EXERCISE REQUIREMENTS: Which lines run from the one containing "Thanks for the photo. Could you please mark the long" to the end of the records? Write them out exactly, both ends included, and nothing else.

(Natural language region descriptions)

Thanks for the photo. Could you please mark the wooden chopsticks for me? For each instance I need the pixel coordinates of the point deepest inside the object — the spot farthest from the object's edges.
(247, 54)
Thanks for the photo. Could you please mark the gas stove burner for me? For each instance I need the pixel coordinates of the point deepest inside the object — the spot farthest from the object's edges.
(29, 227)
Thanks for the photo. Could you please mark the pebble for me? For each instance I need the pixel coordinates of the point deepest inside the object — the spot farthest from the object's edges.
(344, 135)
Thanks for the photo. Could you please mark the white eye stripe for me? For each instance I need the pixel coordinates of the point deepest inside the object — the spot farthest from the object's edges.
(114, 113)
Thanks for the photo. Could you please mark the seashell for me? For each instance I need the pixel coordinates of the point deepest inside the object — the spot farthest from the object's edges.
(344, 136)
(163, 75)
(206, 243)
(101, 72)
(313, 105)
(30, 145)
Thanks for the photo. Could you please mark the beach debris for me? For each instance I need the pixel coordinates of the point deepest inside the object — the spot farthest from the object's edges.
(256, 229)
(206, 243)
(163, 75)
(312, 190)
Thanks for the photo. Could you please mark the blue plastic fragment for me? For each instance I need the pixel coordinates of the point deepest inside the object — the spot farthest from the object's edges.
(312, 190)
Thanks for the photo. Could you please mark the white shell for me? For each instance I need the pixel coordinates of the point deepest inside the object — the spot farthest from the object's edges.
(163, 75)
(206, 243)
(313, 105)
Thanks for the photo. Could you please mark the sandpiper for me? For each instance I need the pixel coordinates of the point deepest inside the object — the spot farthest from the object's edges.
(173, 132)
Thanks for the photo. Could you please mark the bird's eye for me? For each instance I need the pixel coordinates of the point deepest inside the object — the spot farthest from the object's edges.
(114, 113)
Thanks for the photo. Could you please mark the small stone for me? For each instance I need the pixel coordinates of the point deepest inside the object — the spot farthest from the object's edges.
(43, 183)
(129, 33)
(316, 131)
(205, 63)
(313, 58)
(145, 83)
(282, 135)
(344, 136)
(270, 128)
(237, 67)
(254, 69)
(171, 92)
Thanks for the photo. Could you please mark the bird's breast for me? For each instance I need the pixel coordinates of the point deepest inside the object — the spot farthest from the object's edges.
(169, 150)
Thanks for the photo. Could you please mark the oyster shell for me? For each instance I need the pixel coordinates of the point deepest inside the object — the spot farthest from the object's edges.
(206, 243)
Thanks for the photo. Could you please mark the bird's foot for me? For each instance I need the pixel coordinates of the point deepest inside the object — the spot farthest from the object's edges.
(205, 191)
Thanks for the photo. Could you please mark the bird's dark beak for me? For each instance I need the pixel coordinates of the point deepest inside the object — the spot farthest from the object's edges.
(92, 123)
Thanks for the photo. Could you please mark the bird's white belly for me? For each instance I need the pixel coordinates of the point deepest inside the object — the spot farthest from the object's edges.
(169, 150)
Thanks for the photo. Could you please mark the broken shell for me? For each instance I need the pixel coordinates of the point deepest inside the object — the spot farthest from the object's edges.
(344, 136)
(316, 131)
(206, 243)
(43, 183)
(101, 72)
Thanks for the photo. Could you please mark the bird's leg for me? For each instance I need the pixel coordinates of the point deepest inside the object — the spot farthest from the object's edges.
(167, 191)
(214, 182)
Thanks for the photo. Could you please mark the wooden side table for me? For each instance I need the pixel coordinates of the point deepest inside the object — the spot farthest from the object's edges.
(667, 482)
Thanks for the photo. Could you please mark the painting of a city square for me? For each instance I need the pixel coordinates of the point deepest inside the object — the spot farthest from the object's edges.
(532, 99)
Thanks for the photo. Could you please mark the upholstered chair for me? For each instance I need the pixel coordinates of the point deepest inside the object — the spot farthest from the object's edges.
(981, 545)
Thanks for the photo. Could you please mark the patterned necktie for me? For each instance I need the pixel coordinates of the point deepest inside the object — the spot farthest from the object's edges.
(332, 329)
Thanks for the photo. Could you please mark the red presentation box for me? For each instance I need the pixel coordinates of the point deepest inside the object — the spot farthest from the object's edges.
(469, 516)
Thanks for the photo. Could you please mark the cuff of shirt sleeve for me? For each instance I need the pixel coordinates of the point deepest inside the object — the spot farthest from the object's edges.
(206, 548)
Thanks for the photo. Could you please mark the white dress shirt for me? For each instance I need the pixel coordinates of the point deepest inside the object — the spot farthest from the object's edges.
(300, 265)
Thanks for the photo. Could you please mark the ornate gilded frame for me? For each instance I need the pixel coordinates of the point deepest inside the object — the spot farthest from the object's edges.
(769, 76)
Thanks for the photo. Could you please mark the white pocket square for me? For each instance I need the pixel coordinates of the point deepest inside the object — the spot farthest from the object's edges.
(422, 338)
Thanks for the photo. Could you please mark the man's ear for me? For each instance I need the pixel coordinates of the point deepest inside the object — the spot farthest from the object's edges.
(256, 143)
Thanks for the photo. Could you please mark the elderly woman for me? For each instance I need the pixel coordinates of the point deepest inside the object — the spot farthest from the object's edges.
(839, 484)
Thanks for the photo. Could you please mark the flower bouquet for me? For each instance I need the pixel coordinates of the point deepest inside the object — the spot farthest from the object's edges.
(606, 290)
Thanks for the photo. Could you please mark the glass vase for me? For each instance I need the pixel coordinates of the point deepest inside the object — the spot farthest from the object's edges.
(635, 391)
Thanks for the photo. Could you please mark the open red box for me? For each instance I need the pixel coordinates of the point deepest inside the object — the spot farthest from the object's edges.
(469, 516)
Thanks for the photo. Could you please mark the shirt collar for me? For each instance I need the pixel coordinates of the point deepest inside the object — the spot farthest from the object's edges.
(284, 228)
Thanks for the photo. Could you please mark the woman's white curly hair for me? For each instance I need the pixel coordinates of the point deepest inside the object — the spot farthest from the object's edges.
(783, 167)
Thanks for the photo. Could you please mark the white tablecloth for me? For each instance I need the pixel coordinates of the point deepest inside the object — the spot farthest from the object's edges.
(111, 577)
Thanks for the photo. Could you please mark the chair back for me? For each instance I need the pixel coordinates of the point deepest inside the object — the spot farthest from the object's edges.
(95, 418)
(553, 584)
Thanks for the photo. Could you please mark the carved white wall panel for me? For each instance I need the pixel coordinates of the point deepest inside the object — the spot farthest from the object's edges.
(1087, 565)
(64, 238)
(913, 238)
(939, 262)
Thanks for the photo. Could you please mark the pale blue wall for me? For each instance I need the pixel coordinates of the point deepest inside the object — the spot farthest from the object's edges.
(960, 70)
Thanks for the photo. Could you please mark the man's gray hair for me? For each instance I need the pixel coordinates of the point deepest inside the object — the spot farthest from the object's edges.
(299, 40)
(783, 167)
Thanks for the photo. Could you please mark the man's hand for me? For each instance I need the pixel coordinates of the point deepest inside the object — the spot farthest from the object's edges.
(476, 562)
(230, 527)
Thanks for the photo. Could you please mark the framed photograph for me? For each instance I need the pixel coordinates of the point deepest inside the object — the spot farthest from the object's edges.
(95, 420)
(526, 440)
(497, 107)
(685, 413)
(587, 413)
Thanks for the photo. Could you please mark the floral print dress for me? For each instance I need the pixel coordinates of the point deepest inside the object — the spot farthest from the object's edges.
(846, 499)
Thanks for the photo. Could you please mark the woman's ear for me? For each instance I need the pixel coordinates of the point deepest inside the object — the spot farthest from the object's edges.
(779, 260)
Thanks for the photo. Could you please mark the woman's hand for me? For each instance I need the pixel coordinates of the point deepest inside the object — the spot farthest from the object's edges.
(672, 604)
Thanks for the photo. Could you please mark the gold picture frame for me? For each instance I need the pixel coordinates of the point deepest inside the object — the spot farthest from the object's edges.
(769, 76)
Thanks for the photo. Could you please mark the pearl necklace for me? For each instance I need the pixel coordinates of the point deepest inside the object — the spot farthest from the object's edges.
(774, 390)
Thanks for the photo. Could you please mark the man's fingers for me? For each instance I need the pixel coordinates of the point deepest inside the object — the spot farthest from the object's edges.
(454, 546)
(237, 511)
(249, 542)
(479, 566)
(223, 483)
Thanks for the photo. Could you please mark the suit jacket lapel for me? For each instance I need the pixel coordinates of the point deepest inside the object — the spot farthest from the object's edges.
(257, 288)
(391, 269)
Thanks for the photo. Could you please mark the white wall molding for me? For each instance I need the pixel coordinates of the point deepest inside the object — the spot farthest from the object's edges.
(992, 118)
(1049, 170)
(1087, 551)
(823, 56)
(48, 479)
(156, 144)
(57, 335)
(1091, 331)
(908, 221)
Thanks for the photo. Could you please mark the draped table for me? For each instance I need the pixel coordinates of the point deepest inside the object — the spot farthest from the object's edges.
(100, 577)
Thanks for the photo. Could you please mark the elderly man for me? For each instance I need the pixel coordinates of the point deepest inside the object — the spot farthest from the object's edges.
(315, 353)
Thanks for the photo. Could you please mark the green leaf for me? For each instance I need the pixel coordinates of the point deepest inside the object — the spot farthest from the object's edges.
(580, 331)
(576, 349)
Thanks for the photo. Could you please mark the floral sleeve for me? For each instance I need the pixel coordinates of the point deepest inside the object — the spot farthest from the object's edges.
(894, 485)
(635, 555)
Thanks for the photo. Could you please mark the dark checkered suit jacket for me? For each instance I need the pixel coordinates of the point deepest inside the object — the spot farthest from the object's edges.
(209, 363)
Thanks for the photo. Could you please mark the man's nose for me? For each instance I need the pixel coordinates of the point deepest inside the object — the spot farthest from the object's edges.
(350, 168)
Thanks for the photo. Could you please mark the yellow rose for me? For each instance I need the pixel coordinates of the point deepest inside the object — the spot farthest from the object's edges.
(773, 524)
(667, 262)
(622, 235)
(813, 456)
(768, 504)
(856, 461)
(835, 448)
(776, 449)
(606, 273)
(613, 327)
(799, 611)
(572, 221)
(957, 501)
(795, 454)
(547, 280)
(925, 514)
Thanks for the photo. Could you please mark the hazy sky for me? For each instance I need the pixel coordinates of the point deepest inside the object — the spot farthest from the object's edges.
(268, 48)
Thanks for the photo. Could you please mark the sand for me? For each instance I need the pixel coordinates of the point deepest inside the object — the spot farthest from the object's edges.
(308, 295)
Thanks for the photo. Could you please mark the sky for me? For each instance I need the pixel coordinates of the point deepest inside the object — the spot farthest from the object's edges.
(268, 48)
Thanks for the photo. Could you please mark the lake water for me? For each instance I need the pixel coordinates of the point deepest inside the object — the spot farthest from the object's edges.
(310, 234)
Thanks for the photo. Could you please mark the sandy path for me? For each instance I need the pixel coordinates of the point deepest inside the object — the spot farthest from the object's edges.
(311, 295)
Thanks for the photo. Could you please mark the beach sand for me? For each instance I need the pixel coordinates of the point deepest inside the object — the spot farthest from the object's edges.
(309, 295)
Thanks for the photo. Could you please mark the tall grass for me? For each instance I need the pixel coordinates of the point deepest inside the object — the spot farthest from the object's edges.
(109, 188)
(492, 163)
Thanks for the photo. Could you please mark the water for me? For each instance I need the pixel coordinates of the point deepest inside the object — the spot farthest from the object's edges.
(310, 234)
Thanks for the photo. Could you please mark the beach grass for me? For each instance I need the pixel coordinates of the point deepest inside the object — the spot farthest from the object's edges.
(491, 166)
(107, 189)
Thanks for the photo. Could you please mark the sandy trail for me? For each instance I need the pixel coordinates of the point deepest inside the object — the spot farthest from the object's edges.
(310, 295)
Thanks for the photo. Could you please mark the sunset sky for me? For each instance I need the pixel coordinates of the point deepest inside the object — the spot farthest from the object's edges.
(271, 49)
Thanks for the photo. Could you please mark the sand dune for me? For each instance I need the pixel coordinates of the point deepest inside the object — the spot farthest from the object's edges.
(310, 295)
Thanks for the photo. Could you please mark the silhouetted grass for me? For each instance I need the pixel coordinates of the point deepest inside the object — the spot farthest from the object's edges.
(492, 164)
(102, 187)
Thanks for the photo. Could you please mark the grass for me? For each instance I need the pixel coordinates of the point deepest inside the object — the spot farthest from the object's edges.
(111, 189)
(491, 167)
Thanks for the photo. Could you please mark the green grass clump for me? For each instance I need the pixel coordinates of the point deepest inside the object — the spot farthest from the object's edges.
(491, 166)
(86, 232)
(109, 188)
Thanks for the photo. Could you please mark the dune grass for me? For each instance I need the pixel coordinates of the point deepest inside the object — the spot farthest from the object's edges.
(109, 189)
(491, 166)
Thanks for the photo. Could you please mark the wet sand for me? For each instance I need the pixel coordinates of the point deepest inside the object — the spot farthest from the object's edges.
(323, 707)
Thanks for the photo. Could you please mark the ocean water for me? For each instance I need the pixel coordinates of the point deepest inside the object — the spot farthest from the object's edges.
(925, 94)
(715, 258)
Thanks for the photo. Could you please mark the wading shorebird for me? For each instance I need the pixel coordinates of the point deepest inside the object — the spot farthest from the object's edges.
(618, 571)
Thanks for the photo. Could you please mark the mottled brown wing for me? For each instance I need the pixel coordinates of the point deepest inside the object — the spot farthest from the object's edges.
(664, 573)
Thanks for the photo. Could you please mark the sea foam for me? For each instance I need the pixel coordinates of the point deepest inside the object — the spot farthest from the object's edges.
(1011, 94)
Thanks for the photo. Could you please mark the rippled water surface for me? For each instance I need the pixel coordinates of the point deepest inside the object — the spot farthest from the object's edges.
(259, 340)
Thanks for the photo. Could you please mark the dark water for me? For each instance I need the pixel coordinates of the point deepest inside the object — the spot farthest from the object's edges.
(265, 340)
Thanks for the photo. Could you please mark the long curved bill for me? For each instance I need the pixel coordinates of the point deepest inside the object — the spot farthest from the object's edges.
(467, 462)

THE COMPLETED TASK:
Thanks for the photo. Could you please mark the long curved bill for me? For each instance I need the pixel coordinates of the point deepest inside the object — the spot farthest from the object's edges.
(467, 462)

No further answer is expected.